[Opening Text block section]

A junior doctor’s work is very different. Trainees perceive little decision latitude in scheduling or how tasks are done. Despite long and arduous hours spent committing large volumes of information to memory for exams much of the day is spent doing administration, documentation, and basic practical tasks such as phlebotomy. Opportunities for independent assessment, diagnosis, and management are relatively scarce, particularly early on in training.

In a recent qualitative study trainees described how they “couldn’t be a person and a doctor” because of regular movement between workplaces—disrupting personal and family life, supplementing long hours at work with completion of the e-portfolio, and a lack of flexibility in training pathways, particularly for women.9

The study also highlighted divides between managers and clinicians: trainees thought that their “propensity for hard work was exploited by employers and the government who put more and more demands on them . . . without providing good training environments.” An inquiry by Leeds University found similar results: doctors attributed low morale not only to workload but to feeling undervalued by management and to conflict between personal values, expectations, and actual job requirements.10

Further diversification of the workforce, using the capacity and skills of administrative staff and allied health professionals, would give doctors more time to spend on tasks that only doctors can do

Stress reduction strategies

Solutions to reduce stress and low morale that focus only on reducing demands on junior doctors will not stem the exodus from the profession, and they may prove counterproductive as challenges facing the health service grow.

[Closing Text block section]
[Opening Collected material section]

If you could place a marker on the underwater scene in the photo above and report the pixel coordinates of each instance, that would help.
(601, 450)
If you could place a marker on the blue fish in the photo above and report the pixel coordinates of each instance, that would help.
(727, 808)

[Closing Collected material section]

• [Assigned task 1] According to the passage on junior doctors' work, to what did doctors in the Leeds University inquiry attribute low morale?
• [Assigned task 2] Translate this sentence from the passage on junior doctors' work into Spanish: "Trainees perceive little decision latitude in scheduling or how tasks are done."

• [Result 1] Doctors attributed low morale to workload, to feeling undervalued by management, and to conflict between personal values, expectations, and actual job requirements.

• [Result 2] Los médicos en formación perciben poco margen de decisión en la planificación de horarios o en la forma de realizar las tareas.